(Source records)

--*--

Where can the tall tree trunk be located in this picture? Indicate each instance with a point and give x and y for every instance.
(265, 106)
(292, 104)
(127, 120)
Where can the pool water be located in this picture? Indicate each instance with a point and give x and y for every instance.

--*--

Can you reproduce every line of the entries above in order, shifting each coordinate in the answers up by 39?

**RESULT OF THE EXERCISE:**
Where can the tall tree trunk be located in this picture? Indicate each instance with a point and give x and y for every instance.
(304, 145)
(331, 143)
(166, 159)
Where can the pool water be located in this picture? Indicate each instance with a point and give x and y for every instance.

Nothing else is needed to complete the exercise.